→ Problem 1: Translate this sentence from the passage about the oil spill at Huntington State Beach into Spanish: "The spill could have a significant impact on the habitat, according to Smith."
→ Problem 2: Reproduce the oil spill passage from "Smith drove to" to "to the spill.", swapping "Sunday morning" for "Saturday morning".
→ Problem 3: Pick up the passage about the oil spill at Huntington State Beach where it ends and write the next part.

→ Passage for review:
===============
Smith drove to the beach Sunday morning to observe wildlife ahead of a construction project planned at the mouth of the Santa Ana River, which opens into the ocean at Huntington State Beach. He didn’t know that work had been canceled due to the spill.

RELATED: What caused the spill? What we know

“There’s tar everywhere,” he said, surveying the birds congregated on the north bank of the river. “You think by now we would have figured out how to keep this kind of thing from happening, but I guess not.”

The spill could have a significant impact on the habitat, according to Smith.

“If the birds get into this tar it’s going to stick to their feathers and it’s going to be a problem for them,” he said. “It contaminated the water — it’s bad for the wildlife, bad for the water, bad for the people who use the water. It’s really unfortunate.”
===============
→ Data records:

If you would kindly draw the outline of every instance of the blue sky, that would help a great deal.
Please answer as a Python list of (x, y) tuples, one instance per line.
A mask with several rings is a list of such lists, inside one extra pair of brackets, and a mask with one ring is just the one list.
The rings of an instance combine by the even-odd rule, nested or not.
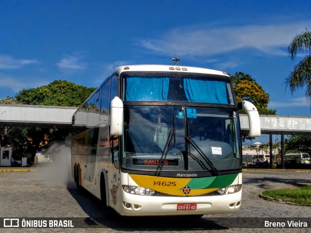
[(310, 116), (284, 81), (287, 49), (311, 30), (308, 0), (0, 1), (0, 98), (66, 80), (97, 87), (116, 67), (178, 64), (248, 73), (281, 115)]

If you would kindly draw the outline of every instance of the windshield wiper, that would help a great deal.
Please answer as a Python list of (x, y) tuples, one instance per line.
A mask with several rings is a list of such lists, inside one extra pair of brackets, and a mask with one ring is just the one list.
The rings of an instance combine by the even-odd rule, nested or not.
===============
→ Answer section 1: El derrame podría tener un impacto significativo en el hábitat, según Smith.

→ Answer section 2:
Smith drove to the beach Saturday morning to observe wildlife ahead of a construction project planned at the mouth of the Santa Ana River, which opens into the ocean at Huntington State Beach. He didn’t know that work had been canceled due to the spill.

→ Answer section 3:
“What we’re seeing here is the legacy of our addiction to fossil fuels — this is something that will keep happening unless we switch to clean energy,” said Jacqueline Savitz, chief policy officer for Oceana, a group working to protect the world’s oceans. “No matter how much you clean up a spill, there will always be oil that lingers for years and years.”

She especially worries about how oil will affect “innocent” animals and wildlife, including turtles, seals, sea lions, whales and dolphins who are surface breathers. “This will be in the air that they breathe, it will be soaked into their systems. Oil is basically a big soup of toxic chemicals and can shorten their life spans,” she said.

“Seabirds spot the oil sheen on the water and sometimes view that as an opportunity to dive right in for fish. That’s why we see oil-covered birds so often,” Savitz said. Society’s obsession with offshore drilling “keeps coming back to bite us.”

Oil lines the beach as a bird feeds in the incoming tide.

A shorebird feeds in the incoming tide on a beach streaked by oil from a leaking pipeline.

(Allen J. Schaben / Los Angeles Times)

“Oil companies have created this mess and we allow it to develop,” Savitz said. “Oil combined with gas causes climate change — how many more reasons do we need to stop this practice? We fight against it and then this happens and we’re stuck — but maybe we can work to prevent the next one.”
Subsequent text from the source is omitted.